§ Verifique a compreensão
**1)** No trecho sobre prática terapêutica, qual ideia fundamental é apontada como a primeira?
**2)** Traduza para o inglês a seguinte frase do trecho sobre prática terapêutica: "Conheço, e já conheci, muitas pessoas que frequentaram cursos de formação, mas que, concretamente, estão longe das ideias que fundamentam esse tipo de prática terapêutica, a começar pela confiança plena na capacidade de uma pessoa gerir sua própria vida."
**3)** Transcreva, do trecho sobre prática terapêutica, a parte que começa nas palavras "Conheço, e já" e termina após as palavras "de seu cliente.".

§ Trecho da fonte
================

Conheço, e já conheci, muitas pessoas que frequentaram cursos de formação, mas que, concretamente,
estão longe das ideias que fundamentam esse tipo de prática terapêutica, a
começar pela confiança plena na capacidade de uma pessoa gerir sua própria vida.
Respeitar as escolhas feitas pelo outro, não apressar seu processo de crescimento e
autodescoberta, parece teoricamente fácil de se praticar, mas no contato real
com uma pessoa, entender que ela possa ir para frente, retornar, dar voltas ou
não conseguir avançar na solução de suas dificuldades, mexe com uma
característica comum aquelas pessoas que, mesmo querendo respeitar o outro, se
sentem angustiadas e atropelam o caminhar autêntico  de seu cliente.

================

§ Dados fornecidos

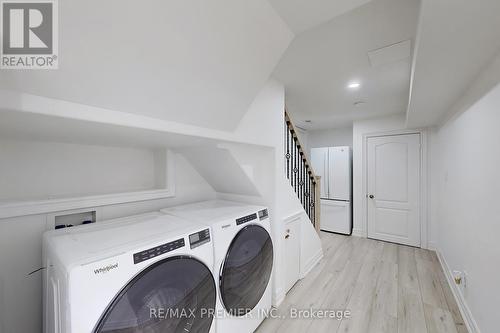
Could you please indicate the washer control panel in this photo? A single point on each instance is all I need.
(246, 219)
(199, 238)
(263, 214)
(158, 250)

================

§ Respostas por tarefa
**1)** A confiança plena na capacidade de uma pessoa gerir sua própria vida.

**2)** I know, and have known, many people who attended training courses but who, in concrete terms, are far from the ideas that underpin this type of therapeutic practice, starting with full trust in a person's ability to manage their own life.

**3)**
Conheço, e já conheci, muitas pessoas que frequentaram cursos de formação, mas que, concretamente,
estão longe das ideias que fundamentam esse tipo de prática terapêutica, a
começar pela confiança plena na capacidade de uma pessoa gerir sua própria vida.
Respeitar as escolhas feitas pelo outro, não apressar seu processo de crescimento e
autodescoberta, parece teoricamente fácil de se praticar, mas no contato real
com uma pessoa, entender que ela possa ir para frente, retornar, dar voltas ou
não conseguir avançar na solução de suas dificuldades, mexe com uma
característica comum aquelas pessoas que, mesmo querendo respeitar o outro, se
sentem angustiadas e atropelam o caminhar autêntico  de seu cliente.